#### Description of the task
Write out the entries verbatim and leave the images out of the copy.

──────── Exercise input

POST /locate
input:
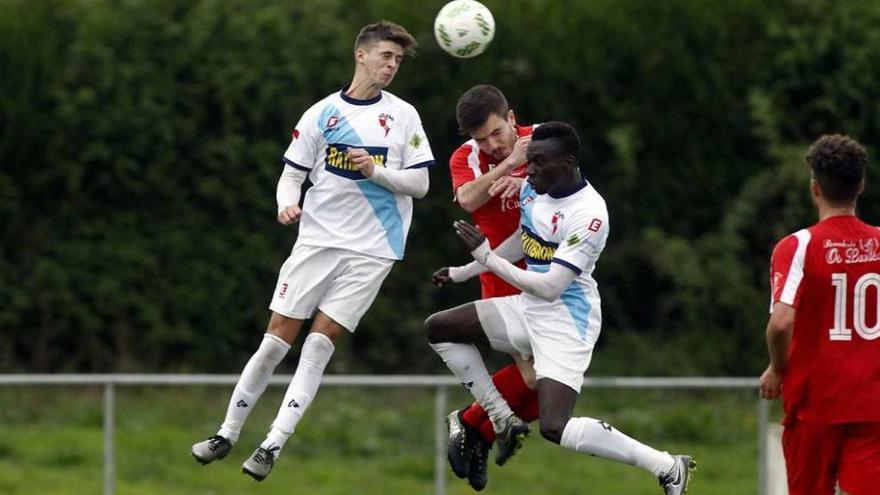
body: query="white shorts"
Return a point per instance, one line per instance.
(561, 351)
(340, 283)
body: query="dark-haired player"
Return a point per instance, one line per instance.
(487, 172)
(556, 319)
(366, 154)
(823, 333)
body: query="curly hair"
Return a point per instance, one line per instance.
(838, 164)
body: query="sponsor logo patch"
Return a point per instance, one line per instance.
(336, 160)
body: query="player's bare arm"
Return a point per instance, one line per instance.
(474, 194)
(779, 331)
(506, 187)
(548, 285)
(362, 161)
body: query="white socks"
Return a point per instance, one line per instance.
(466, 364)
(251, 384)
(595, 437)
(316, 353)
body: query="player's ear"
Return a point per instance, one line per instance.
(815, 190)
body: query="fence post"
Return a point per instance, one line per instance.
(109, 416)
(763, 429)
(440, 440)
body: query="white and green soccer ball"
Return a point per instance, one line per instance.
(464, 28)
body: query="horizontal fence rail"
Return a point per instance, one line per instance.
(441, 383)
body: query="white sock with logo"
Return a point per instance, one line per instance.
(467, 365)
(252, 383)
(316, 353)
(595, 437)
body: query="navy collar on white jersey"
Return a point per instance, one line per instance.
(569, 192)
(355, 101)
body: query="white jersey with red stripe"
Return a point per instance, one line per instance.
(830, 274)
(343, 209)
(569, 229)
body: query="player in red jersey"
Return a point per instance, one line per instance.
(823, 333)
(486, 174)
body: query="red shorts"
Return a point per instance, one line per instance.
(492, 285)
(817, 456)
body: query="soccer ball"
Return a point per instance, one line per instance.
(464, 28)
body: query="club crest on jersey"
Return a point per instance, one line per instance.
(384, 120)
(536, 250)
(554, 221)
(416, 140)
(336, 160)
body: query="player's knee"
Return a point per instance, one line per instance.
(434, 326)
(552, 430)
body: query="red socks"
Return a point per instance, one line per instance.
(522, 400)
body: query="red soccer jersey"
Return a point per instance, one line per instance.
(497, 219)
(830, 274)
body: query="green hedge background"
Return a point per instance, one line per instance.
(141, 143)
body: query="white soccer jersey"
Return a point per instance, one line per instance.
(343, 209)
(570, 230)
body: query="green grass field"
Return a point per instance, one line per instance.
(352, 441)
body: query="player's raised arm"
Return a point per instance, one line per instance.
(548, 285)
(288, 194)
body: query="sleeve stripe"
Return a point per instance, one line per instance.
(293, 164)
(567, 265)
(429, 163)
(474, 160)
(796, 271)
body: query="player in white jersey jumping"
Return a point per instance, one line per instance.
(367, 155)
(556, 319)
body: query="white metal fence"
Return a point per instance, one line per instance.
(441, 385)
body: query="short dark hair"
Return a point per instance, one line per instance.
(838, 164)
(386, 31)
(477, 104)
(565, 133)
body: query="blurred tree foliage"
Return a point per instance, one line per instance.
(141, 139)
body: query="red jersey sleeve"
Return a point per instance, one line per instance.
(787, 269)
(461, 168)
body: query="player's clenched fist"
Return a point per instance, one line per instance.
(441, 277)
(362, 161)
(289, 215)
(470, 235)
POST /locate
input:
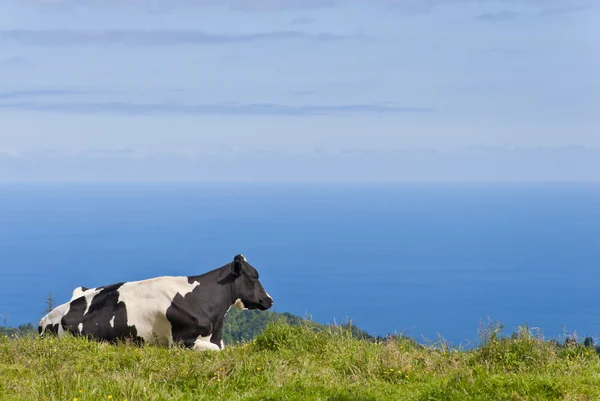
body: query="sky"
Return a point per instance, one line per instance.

────────────────

#### Output of the exercise
POST /locate
input:
body: query="white shorts"
Return a point per instance, one line per instance.
(561, 351)
(340, 283)
body: query="dark-haired player"
Return a point per instance, one line per instance.
(487, 172)
(556, 319)
(366, 154)
(823, 333)
body: query="curly hair"
Return a point per instance, one line per instance.
(838, 164)
body: query="sponsor logo patch"
Return a point per instance, one line per instance.
(336, 160)
body: query="player's bare arm"
Return a point per instance, one line per instance.
(474, 194)
(779, 331)
(506, 187)
(548, 285)
(362, 161)
body: query="white socks"
Return a point per instance, one line per instance.
(466, 364)
(251, 384)
(595, 437)
(316, 353)
body: query="player's ear"
Return a point per instance, one line per instance.
(815, 190)
body: query="fence post"
Return a point per instance, one line per instance.
(109, 416)
(763, 429)
(440, 440)
body: query="white and green soccer ball"
Return a point per instance, one line per instance.
(464, 28)
body: query="horizontal fence rail"
Return a point per instance, one line per instance.
(441, 383)
body: query="white sock with logo"
Return a point per instance, one line per instance.
(467, 365)
(252, 383)
(316, 353)
(595, 437)
body: query="navy collar on white jersey"
Return a point per instance, one line per instance.
(569, 192)
(355, 101)
body: query="white jersey with red stripe"
Return a point per instance, one line per instance.
(830, 274)
(343, 209)
(569, 229)
body: query="player in red jersey"
Return a point per instance, one line per instance.
(823, 333)
(486, 174)
body: query="red shorts"
Return a point per instance, one line per instance.
(492, 285)
(817, 456)
body: query="soccer ball"
Return a point per instance, one line per instance.
(464, 28)
body: query="club crest on jersey"
Return a point per instance, one line per instance.
(384, 120)
(536, 250)
(554, 221)
(416, 140)
(336, 160)
body: query="player's knee"
Return a point per instance, one line per instance.
(434, 326)
(552, 430)
body: query="red socks"
Return a point per instance, one line per instance.
(522, 400)
body: query="red soccer jersey"
Return a point per instance, one line per instance.
(497, 219)
(830, 274)
body: query="green hedge background"
Return a point per instance, one line per instance.
(141, 143)
body: query="white soccer jersey"
Return a point per instance, one line per instance.
(343, 209)
(570, 230)
body: query="green grass field"
Return a point per instance, one line per instance.
(352, 441)
body: query="player's raised arm"
Return a point per instance, one line per instance.
(548, 285)
(288, 194)
body: query="sleeve stripe"
Return a point per instance, one line per instance.
(293, 164)
(567, 265)
(429, 163)
(474, 160)
(796, 271)
body: query="player in white jersey jumping"
Return a point per instance, one line per instance.
(367, 155)
(556, 319)
body: query="white metal fence"
Return a point per instance, one line per instance.
(441, 385)
body: query="short dark hair"
Return a point per instance, one line per instance.
(838, 164)
(386, 31)
(477, 104)
(565, 133)
body: query="blurred tree foliage"
Return a point per instance, one line per instance.
(141, 139)
body: query="red jersey sleeve"
Return a point per instance, one line per instance.
(787, 269)
(461, 168)
body: query="player's clenched fist"
Return a point per instance, one line per instance.
(441, 277)
(362, 161)
(289, 215)
(470, 235)
POST /locate
input:
body: query="sky"
Return a point per instance, one line per instance.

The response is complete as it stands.